WHAT YOU ARE ASKED TO DO - Copy the records below without changing anything, beginning with the line that contains "Can you find the stone" and continuing to the end of the records.

* START DATA PROVIDED *

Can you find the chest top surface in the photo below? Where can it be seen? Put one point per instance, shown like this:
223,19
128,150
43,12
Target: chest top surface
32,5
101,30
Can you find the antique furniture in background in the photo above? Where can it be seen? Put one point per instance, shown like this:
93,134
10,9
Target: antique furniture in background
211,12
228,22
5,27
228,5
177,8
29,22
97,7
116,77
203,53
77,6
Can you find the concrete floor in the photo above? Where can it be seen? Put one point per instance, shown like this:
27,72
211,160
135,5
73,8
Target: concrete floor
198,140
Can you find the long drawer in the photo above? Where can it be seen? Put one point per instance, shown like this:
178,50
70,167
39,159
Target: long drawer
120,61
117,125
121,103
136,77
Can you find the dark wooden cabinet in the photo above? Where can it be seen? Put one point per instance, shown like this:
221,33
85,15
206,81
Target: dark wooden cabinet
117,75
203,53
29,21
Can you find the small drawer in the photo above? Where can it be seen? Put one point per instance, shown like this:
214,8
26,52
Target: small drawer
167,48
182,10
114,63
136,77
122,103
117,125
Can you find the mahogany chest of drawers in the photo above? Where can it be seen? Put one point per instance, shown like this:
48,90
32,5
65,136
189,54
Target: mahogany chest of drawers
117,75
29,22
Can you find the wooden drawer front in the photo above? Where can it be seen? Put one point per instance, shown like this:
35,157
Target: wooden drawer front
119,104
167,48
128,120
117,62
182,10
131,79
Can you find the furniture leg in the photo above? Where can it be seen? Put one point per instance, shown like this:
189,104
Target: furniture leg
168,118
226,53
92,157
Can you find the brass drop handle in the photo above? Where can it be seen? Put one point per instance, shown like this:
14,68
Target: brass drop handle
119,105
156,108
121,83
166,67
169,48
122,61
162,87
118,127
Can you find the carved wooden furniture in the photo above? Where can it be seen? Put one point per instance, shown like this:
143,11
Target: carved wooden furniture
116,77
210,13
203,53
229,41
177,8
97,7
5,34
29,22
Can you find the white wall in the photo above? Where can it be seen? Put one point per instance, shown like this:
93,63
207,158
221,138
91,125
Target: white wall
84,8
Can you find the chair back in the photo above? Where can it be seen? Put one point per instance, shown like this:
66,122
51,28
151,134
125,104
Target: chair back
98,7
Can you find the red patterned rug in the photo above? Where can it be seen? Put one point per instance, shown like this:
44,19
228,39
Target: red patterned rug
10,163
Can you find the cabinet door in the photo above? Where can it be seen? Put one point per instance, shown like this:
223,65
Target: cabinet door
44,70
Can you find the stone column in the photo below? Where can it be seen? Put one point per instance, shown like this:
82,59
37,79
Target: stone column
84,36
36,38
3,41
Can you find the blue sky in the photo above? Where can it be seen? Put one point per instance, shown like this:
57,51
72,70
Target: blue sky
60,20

* END DATA PROVIDED *

COMPLETE OUTPUT -
Can you find the stone column in the photo below? Where can it be seen? Put one point per instance, shown like this:
82,59
37,79
Target: stone column
84,36
36,38
3,41
Can you find the blue sky in the photo above? Where can it be seen? Put one point per instance, shown like this:
57,51
72,70
Target: blue sky
60,20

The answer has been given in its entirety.